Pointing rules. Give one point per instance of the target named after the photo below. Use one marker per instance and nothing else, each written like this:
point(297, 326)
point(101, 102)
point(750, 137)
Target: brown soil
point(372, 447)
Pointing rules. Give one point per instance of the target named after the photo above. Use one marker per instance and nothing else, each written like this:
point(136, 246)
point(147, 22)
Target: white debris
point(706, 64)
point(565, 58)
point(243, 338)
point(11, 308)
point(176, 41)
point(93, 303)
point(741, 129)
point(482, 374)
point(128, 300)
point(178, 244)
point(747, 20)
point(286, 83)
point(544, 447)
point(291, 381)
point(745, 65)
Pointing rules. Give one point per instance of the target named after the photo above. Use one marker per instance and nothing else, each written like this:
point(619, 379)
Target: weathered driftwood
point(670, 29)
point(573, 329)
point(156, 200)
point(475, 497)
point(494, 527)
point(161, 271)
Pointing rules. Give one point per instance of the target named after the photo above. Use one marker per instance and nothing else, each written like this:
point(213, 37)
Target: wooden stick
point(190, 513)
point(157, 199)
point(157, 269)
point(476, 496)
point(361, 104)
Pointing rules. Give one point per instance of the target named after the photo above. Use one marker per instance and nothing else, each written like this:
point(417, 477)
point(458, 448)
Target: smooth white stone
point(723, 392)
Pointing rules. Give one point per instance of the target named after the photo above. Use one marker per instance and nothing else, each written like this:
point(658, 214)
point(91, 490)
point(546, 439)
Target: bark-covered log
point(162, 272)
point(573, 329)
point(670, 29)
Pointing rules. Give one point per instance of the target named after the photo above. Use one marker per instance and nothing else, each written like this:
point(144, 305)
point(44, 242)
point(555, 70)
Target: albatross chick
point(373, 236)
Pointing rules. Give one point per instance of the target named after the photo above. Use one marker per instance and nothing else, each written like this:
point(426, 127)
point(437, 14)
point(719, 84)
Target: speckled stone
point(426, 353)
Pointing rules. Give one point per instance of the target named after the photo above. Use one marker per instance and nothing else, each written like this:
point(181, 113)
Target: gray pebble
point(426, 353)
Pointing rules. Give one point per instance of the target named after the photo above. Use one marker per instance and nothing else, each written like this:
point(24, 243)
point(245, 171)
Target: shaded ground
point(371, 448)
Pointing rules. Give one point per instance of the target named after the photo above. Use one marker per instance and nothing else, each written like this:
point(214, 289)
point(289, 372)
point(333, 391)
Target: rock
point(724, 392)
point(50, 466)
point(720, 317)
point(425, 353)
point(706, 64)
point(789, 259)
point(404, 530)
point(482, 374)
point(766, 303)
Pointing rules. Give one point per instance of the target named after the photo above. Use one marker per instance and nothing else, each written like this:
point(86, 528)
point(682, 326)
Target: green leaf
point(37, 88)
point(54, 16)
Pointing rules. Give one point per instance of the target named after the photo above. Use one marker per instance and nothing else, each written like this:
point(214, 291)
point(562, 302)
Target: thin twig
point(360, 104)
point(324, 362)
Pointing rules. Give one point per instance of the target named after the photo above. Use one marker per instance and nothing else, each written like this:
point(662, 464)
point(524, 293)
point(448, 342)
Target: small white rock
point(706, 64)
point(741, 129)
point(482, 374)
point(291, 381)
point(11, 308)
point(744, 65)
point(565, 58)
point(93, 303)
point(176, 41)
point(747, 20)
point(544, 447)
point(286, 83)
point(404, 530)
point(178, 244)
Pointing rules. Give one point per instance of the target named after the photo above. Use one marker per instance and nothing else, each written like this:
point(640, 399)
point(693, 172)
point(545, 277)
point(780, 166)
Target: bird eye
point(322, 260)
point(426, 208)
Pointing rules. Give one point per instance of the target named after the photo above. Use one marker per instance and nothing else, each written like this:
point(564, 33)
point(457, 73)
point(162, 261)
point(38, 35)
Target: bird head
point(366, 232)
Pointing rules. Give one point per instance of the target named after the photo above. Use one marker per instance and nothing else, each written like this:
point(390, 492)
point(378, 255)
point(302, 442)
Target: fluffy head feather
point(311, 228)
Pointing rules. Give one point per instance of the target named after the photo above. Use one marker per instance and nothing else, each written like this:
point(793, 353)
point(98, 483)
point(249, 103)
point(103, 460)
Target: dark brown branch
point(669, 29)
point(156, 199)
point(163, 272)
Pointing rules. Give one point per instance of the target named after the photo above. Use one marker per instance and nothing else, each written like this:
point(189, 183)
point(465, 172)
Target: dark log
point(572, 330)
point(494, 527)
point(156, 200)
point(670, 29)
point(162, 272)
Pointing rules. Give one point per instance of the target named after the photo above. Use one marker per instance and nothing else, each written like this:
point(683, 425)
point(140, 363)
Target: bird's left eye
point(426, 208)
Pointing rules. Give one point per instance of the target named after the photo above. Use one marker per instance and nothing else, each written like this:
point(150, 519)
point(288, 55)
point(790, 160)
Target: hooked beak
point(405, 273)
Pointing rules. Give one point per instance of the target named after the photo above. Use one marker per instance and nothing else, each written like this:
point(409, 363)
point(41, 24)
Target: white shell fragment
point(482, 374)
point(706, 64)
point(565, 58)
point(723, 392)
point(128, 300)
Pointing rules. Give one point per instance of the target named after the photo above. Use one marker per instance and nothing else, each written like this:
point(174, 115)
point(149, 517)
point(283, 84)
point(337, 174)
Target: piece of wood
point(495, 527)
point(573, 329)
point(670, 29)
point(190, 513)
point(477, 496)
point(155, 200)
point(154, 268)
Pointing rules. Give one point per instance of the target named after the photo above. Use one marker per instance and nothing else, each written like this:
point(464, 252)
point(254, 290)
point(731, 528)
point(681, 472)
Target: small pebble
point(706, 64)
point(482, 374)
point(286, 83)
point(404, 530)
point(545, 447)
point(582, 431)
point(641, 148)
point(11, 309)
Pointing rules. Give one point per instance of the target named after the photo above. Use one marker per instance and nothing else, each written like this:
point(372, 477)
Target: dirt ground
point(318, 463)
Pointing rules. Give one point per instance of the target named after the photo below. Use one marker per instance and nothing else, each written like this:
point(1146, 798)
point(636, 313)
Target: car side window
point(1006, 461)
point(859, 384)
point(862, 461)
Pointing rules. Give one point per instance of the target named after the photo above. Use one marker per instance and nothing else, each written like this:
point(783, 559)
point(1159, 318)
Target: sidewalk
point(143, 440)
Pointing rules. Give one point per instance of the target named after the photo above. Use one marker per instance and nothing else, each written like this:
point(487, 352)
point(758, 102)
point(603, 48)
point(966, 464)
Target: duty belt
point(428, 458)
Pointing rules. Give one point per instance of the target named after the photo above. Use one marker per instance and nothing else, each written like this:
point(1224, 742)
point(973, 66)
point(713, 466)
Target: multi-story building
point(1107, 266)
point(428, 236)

□ □ □

State how many lines of the data above contain the string "rock", and give only that number.

## Answer to the task
2